### Task directions
Lay out the lines below as a Markdown table with the columns "Row" and "Line," numbering each row and omitting any blank lines.

(Point annotation data)
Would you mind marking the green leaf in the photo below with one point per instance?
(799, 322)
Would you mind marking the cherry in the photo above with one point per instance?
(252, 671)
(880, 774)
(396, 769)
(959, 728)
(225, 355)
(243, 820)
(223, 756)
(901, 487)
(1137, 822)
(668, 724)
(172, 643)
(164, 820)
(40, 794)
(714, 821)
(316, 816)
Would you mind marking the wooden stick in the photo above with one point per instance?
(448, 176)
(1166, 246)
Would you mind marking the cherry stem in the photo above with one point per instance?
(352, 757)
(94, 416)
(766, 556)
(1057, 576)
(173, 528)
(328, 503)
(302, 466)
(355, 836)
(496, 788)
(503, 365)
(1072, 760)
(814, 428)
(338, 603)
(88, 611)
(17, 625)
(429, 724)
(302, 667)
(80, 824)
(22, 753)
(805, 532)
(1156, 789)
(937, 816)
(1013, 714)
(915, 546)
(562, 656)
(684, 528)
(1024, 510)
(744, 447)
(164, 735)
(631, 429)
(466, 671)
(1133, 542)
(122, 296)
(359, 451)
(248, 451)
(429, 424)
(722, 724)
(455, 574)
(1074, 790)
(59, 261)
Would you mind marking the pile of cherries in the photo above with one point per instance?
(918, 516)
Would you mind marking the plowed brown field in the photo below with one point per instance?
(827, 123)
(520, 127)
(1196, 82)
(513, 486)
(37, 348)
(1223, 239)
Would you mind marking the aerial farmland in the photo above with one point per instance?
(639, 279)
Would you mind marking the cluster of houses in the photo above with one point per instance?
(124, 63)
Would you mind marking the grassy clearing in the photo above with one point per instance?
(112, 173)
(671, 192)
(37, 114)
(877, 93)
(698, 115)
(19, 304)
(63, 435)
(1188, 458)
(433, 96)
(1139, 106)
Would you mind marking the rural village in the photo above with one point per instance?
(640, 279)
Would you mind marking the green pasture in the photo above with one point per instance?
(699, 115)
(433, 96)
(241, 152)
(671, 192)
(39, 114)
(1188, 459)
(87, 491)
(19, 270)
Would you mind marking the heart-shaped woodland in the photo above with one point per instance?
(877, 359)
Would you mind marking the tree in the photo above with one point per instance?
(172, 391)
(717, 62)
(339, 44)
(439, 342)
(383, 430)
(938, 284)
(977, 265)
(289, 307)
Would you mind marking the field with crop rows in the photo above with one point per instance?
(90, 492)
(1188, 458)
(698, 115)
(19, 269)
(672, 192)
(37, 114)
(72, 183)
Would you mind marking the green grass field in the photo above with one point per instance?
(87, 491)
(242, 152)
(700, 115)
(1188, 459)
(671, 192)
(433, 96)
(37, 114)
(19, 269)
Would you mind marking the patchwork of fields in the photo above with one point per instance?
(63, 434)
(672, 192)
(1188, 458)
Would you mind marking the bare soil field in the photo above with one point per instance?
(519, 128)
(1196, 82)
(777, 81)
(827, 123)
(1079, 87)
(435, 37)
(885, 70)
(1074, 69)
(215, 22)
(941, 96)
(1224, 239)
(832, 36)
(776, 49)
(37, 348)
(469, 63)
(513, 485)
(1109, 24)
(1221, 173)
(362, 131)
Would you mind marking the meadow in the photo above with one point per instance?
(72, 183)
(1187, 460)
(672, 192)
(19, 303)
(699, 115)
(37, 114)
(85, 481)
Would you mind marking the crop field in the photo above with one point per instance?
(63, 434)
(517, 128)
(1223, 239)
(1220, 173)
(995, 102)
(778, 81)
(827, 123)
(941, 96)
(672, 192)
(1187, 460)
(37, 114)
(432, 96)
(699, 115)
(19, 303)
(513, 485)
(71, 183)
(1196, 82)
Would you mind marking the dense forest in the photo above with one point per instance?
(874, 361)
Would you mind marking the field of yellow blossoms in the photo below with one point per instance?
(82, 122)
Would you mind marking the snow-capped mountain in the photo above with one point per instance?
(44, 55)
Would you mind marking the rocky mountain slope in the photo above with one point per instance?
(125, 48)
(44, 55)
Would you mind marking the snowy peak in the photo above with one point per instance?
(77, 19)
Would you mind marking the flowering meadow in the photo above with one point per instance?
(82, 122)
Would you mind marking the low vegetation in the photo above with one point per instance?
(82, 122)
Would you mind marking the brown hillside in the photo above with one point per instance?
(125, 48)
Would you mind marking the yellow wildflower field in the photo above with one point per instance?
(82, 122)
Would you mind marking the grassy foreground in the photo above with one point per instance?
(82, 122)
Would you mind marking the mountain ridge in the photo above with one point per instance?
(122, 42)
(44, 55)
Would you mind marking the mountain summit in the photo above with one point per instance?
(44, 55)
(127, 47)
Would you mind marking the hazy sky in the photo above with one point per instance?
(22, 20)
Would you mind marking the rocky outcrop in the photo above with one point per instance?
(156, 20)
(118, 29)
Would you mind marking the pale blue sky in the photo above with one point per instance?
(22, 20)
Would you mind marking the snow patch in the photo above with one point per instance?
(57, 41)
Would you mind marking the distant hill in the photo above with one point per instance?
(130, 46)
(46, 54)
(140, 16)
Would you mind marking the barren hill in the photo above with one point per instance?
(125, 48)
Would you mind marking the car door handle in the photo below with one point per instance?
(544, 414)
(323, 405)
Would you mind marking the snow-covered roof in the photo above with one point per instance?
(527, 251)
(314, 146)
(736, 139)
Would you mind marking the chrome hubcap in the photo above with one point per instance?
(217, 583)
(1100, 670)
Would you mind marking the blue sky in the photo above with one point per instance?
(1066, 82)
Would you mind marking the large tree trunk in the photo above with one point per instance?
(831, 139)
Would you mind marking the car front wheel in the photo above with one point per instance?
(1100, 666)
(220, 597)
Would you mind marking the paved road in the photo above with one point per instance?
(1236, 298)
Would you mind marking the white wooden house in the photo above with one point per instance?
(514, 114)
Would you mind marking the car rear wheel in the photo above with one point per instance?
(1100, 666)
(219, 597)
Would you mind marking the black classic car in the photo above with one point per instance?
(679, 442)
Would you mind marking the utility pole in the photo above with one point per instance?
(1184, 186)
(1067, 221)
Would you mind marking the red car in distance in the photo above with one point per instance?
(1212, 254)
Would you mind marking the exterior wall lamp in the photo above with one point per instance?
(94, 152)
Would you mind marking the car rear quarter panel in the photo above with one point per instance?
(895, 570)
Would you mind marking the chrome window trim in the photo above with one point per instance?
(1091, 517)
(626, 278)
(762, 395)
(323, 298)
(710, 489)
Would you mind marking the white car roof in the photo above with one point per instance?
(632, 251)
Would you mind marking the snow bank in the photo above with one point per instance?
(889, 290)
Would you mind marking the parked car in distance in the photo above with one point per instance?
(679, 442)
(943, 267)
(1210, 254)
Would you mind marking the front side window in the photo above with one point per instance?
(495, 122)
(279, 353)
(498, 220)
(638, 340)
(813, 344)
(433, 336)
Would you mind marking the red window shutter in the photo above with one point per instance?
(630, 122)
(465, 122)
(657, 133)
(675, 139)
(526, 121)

### Response
| Row | Line |
|---|---|
| 1 | Would you mind marking the green leaf in the photo below with one point per instance? |
| 2 | (799, 322) |
| 3 | Would you mind marking the cherry in the photo above with one point per instance? |
| 4 | (252, 671) |
| 5 | (880, 774) |
| 6 | (396, 769) |
| 7 | (959, 728) |
| 8 | (225, 355) |
| 9 | (243, 820) |
| 10 | (223, 756) |
| 11 | (901, 487) |
| 12 | (1137, 822) |
| 13 | (668, 724) |
| 14 | (172, 643) |
| 15 | (164, 820) |
| 16 | (40, 794) |
| 17 | (714, 821) |
| 18 | (316, 816) |
| 19 | Would you mind marking the wooden stick in the photo above with one point per instance? |
| 20 | (448, 176) |
| 21 | (1166, 246) |
| 22 | Would you mind marking the cherry stem in the photo above with one point per instance? |
| 23 | (352, 757) |
| 24 | (94, 416) |
| 25 | (766, 556) |
| 26 | (1057, 576) |
| 27 | (173, 528) |
| 28 | (328, 503) |
| 29 | (302, 466) |
| 30 | (355, 836) |
| 31 | (496, 788) |
| 32 | (503, 365) |
| 33 | (1072, 760) |
| 34 | (814, 428) |
| 35 | (338, 603) |
| 36 | (88, 611) |
| 37 | (17, 625) |
| 38 | (429, 724) |
| 39 | (302, 667) |
| 40 | (80, 824) |
| 41 | (22, 753) |
| 42 | (805, 532) |
| 43 | (1156, 789) |
| 44 | (937, 816) |
| 45 | (1013, 714) |
| 46 | (915, 546) |
| 47 | (562, 656) |
| 48 | (684, 528) |
| 49 | (1024, 510) |
| 50 | (744, 447) |
| 51 | (164, 735) |
| 52 | (631, 429) |
| 53 | (466, 671) |
| 54 | (1133, 542) |
| 55 | (122, 296) |
| 56 | (359, 451) |
| 57 | (248, 451) |
| 58 | (429, 424) |
| 59 | (722, 724) |
| 60 | (455, 574) |
| 61 | (1074, 790) |
| 62 | (59, 261) |
| 63 | Would you mind marking the pile of cherries in the photo above with one point per instance? |
| 64 | (918, 516) |
| 65 | Would you mind marking the plowed brown field in the photo below with one point per instance? |
| 66 | (827, 123) |
| 67 | (520, 127) |
| 68 | (1196, 82) |
| 69 | (513, 486) |
| 70 | (37, 348) |
| 71 | (1223, 239) |
| 72 | Would you mind marking the aerial farmland in the photo above with one point per instance? |
| 73 | (639, 279) |
| 74 | Would you mind marking the cluster of houses in the photo above with one point per instance? |
| 75 | (124, 63) |
| 76 | Would you mind marking the grassy clearing in the photo above with one point per instance? |
| 77 | (112, 173) |
| 78 | (671, 192) |
| 79 | (37, 114) |
| 80 | (877, 93) |
| 81 | (698, 115) |
| 82 | (19, 304) |
| 83 | (63, 435) |
| 84 | (1188, 458) |
| 85 | (433, 96) |
| 86 | (1139, 106) |
| 87 | Would you mind marking the rural village in the photo above with one point per instance? |
| 88 | (640, 279) |
| 89 | Would you mind marking the green pasture in the photo above with one point per instance? |
| 90 | (699, 115) |
| 91 | (433, 96) |
| 92 | (241, 152) |
| 93 | (671, 192) |
| 94 | (39, 114) |
| 95 | (1188, 459) |
| 96 | (87, 491) |
| 97 | (19, 270) |
| 98 | Would you mind marking the heart-shaped woodland in the photo above with one point per instance? |
| 99 | (877, 359) |
| 100 | Would you mind marking the tree in the photo above with one point per instance? |
| 101 | (172, 391) |
| 102 | (717, 62) |
| 103 | (339, 44) |
| 104 | (439, 342) |
| 105 | (383, 430) |
| 106 | (938, 284) |
| 107 | (977, 265) |
| 108 | (289, 307) |
| 109 | Would you mind marking the field with crop rows in the photo above with one point per instance? |
| 110 | (90, 492) |
| 111 | (1188, 458) |
| 112 | (698, 115) |
| 113 | (19, 269) |
| 114 | (672, 192) |
| 115 | (37, 114) |
| 116 | (72, 183) |
| 117 | Would you mind marking the green grass field in the photo above with one point per instance? |
| 118 | (87, 491) |
| 119 | (242, 152) |
| 120 | (700, 115) |
| 121 | (1188, 459) |
| 122 | (671, 192) |
| 123 | (433, 96) |
| 124 | (37, 114) |
| 125 | (19, 269) |
| 126 | Would you mind marking the patchwork of fields in the photo above with one point per instance? |
| 127 | (63, 434) |
| 128 | (672, 192) |
| 129 | (1188, 458) |
| 130 | Would you mind marking the bare soil field in the photo above with one point per instance? |
| 131 | (519, 128) |
| 132 | (1196, 82) |
| 133 | (777, 81) |
| 134 | (827, 123) |
| 135 | (1079, 87) |
| 136 | (435, 37) |
| 137 | (885, 70) |
| 138 | (1074, 69) |
| 139 | (215, 22) |
| 140 | (941, 96) |
| 141 | (1224, 239) |
| 142 | (832, 36) |
| 143 | (776, 49) |
| 144 | (37, 348) |
| 145 | (469, 63) |
| 146 | (513, 485) |
| 147 | (1109, 24) |
| 148 | (1221, 173) |
| 149 | (362, 131) |
| 150 | Would you mind marking the meadow in the photo above with one point per instance? |
| 151 | (72, 183) |
| 152 | (1187, 460) |
| 153 | (672, 192) |
| 154 | (19, 303) |
| 155 | (699, 115) |
| 156 | (37, 114) |
| 157 | (85, 481) |
| 158 | Would you mind marking the crop field in the photo above with one point per instance? |
| 159 | (63, 434) |
| 160 | (517, 128) |
| 161 | (1223, 239) |
| 162 | (1220, 173) |
| 163 | (995, 102) |
| 164 | (778, 81) |
| 165 | (827, 123) |
| 166 | (941, 96) |
| 167 | (672, 192) |
| 168 | (1187, 460) |
| 169 | (37, 114) |
| 170 | (432, 96) |
| 171 | (699, 115) |
| 172 | (19, 303) |
| 173 | (513, 485) |
| 174 | (71, 183) |
| 175 | (1196, 82) |
| 176 | Would you mind marking the dense forest in the photo above with one point per instance? |
| 177 | (874, 361) |
| 178 | Would you mind marking the field of yellow blossoms in the photo below with one point per instance? |
| 179 | (82, 122) |
| 180 | Would you mind marking the snow-capped mountain in the photo above with one point per instance? |
| 181 | (44, 55) |
| 182 | Would you mind marking the rocky mountain slope in the photo above with one point per instance? |
| 183 | (125, 48) |
| 184 | (44, 55) |
| 185 | Would you mind marking the snowy peak in the photo above with one point per instance? |
| 186 | (77, 19) |
| 187 | Would you mind marking the flowering meadow in the photo above with one point per instance? |
| 188 | (82, 122) |
| 189 | Would you mind marking the low vegetation in the photo above with one point per instance? |
| 190 | (82, 122) |
| 191 | Would you mind marking the brown hillside in the photo above with one point per instance? |
| 192 | (125, 48) |
| 193 | Would you mind marking the yellow wildflower field in the photo above with one point per instance? |
| 194 | (82, 122) |
| 195 | Would you mind marking the grassy foreground in the photo above with one point per instance? |
| 196 | (82, 122) |
| 197 | Would you mind marking the mountain ridge in the photo above with one point per instance? |
| 198 | (122, 42) |
| 199 | (44, 55) |
| 200 | Would you mind marking the mountain summit in the photo above with one point per instance? |
| 201 | (44, 55) |
| 202 | (127, 47) |
| 203 | Would you mind marking the hazy sky in the photo above with one point per instance? |
| 204 | (22, 20) |
| 205 | Would you mind marking the rocky outcrop in the photo above with one point per instance? |
| 206 | (156, 20) |
| 207 | (118, 29) |
| 208 | Would you mind marking the pale blue sky in the photo above with one point per instance? |
| 209 | (22, 20) |
| 210 | Would you mind marking the snow patch in the photo above with one point per instance? |
| 211 | (57, 41) |
| 212 | Would you mind marking the distant hill in the photo above with one point per instance? |
| 213 | (130, 46) |
| 214 | (46, 54) |
| 215 | (140, 16) |
| 216 | Would you mind marking the barren hill in the photo above with one point per instance? |
| 217 | (125, 48) |
| 218 | Would you mind marking the car door handle in the photo below with one point per instance? |
| 219 | (544, 414) |
| 220 | (323, 405) |
| 221 | Would you mind marking the snow-covered roof in the photo above with one point per instance? |
| 222 | (527, 251) |
| 223 | (314, 146) |
| 224 | (736, 139) |
| 225 | Would you mind marking the chrome hubcap in the photo above with one point per instance? |
| 226 | (217, 583) |
| 227 | (1100, 670) |
| 228 | Would you mind marking the blue sky in the photo above with one point per instance? |
| 229 | (1066, 82) |
| 230 | Would you mind marking the large tree trunk in the photo above with one point per instance? |
| 231 | (831, 139) |
| 232 | Would you mind marking the car front wheel in the photo above with one point per instance? |
| 233 | (1100, 666) |
| 234 | (220, 597) |
| 235 | Would you mind marking the paved road in the photo above with one point per instance? |
| 236 | (1236, 298) |
| 237 | Would you mind marking the white wooden house in the photo above with one point per instance? |
| 238 | (514, 114) |
| 239 | Would you mind marking the car rear wheel in the photo above with one point per instance? |
| 240 | (1100, 666) |
| 241 | (219, 597) |
| 242 | Would you mind marking the black classic car in the photo above with one point per instance? |
| 243 | (679, 442) |
| 244 | Would you mind marking the utility pole in the photo above with one point per instance? |
| 245 | (1184, 186) |
| 246 | (1067, 221) |
| 247 | Would you mind marking the red car in distance in the photo above with one point per instance? |
| 248 | (1212, 254) |
| 249 | Would you mind marking the exterior wall lamp in the photo above with one point per instance? |
| 250 | (94, 152) |
| 251 | Would you mind marking the car rear quarter panel in the photo above with one point per instance? |
| 252 | (895, 570) |
| 253 | Would you mind marking the chrome window trim in the photo above with one point per instance? |
| 254 | (1091, 517) |
| 255 | (626, 278) |
| 256 | (762, 395) |
| 257 | (323, 298) |
| 258 | (710, 489) |
| 259 | Would you mind marking the white car roof in the photo above with one point per instance? |
| 260 | (632, 251) |
| 261 | Would you mind marking the snow bank in the photo above with one point per instance? |
| 262 | (889, 290) |
| 263 | Would you mind marking the parked car in distance in the photo above with one point per instance? |
| 264 | (679, 442) |
| 265 | (943, 267) |
| 266 | (1210, 254) |
| 267 | Would you mind marking the front side window in the photo above with one point per instance? |
| 268 | (495, 122) |
| 269 | (279, 353) |
| 270 | (498, 220) |
| 271 | (638, 340) |
| 272 | (813, 344) |
| 273 | (433, 336) |
| 274 | Would you mind marking the red window shutter in the photo above with one point per instance? |
| 275 | (630, 122) |
| 276 | (465, 122) |
| 277 | (657, 133) |
| 278 | (675, 139) |
| 279 | (526, 121) |